** Your goal **
Extract each line from the items below that contains the word "provide".

======== Data in this exercise ========

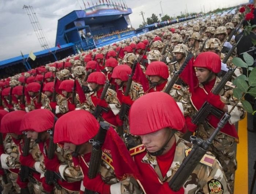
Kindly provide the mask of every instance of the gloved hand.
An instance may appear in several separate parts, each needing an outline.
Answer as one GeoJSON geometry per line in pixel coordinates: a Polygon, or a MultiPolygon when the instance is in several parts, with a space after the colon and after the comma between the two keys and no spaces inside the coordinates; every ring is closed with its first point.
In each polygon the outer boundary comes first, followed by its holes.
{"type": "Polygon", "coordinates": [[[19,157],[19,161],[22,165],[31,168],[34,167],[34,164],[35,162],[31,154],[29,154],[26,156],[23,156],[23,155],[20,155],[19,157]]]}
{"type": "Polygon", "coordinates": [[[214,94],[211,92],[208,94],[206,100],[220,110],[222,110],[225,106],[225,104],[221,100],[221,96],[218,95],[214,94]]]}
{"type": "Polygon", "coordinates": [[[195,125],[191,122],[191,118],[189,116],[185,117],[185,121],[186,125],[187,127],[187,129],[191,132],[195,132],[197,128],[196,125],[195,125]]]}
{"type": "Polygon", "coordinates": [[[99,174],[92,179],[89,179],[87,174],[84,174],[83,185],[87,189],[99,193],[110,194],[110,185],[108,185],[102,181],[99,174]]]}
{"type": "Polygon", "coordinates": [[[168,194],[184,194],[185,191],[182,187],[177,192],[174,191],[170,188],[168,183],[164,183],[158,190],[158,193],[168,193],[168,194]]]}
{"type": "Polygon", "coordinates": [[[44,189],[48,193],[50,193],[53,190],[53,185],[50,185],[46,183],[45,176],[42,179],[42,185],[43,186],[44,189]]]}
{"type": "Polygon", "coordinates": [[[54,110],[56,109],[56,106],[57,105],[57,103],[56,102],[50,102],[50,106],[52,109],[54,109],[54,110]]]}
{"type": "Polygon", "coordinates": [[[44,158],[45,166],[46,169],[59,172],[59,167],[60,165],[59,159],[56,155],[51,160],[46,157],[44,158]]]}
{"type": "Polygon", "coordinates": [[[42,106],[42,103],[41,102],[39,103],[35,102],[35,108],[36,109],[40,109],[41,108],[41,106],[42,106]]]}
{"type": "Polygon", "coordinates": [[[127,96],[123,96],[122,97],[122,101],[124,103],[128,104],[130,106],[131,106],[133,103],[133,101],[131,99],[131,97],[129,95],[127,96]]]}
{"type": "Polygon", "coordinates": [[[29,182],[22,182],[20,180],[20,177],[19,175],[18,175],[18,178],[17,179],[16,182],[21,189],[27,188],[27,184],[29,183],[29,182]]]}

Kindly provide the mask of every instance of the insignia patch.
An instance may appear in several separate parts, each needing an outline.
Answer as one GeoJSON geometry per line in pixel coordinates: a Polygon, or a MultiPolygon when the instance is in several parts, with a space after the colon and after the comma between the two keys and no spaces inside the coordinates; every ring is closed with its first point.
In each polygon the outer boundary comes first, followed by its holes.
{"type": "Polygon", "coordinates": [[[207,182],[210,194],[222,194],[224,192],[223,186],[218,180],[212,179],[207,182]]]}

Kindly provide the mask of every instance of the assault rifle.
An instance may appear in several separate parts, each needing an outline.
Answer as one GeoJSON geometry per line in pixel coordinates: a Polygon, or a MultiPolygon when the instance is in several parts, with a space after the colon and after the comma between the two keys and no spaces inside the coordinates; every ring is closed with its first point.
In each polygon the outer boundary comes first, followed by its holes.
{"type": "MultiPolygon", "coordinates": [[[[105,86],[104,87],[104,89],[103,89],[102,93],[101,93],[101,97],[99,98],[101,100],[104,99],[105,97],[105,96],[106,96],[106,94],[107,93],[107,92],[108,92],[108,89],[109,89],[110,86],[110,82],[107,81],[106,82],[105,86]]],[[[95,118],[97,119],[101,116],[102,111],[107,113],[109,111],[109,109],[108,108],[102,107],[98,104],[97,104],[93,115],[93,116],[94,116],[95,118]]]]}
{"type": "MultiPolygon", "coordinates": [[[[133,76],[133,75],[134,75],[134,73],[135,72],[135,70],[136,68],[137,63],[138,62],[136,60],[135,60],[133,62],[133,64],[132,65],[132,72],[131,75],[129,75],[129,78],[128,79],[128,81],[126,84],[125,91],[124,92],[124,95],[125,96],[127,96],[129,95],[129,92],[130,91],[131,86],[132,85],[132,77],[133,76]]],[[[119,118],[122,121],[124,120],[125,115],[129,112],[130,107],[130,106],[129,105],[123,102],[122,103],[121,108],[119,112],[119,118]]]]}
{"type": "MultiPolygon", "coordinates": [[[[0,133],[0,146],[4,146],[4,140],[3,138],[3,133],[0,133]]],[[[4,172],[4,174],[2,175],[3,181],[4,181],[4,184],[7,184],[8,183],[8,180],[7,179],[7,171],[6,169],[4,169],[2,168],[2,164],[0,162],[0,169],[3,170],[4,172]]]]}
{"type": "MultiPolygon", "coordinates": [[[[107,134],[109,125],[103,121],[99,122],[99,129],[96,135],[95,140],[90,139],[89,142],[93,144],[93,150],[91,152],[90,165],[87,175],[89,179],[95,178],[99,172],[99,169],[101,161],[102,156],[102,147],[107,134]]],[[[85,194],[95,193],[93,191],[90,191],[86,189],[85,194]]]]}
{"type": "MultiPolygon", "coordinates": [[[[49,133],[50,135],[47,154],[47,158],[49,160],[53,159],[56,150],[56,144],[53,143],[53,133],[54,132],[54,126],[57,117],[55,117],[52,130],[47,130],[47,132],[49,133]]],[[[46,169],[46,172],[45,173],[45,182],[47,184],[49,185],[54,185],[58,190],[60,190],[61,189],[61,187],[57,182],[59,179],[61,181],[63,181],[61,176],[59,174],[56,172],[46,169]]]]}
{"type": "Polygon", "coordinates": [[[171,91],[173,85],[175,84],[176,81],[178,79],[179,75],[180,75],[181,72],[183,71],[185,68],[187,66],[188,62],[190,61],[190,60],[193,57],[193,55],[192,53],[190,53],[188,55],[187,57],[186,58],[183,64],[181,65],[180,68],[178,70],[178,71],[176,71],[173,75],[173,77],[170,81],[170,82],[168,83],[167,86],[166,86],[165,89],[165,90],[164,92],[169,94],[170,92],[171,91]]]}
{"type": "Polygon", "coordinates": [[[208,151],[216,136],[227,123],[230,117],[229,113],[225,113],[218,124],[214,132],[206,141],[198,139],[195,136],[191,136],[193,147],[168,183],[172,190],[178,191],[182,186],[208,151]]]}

========

** Task output **
Kindly provide the mask of every instance of the gloved hand.
Kindly provide the mask of every instance of the insignia patch.
Kindly provide the mask of every instance of the assault rifle.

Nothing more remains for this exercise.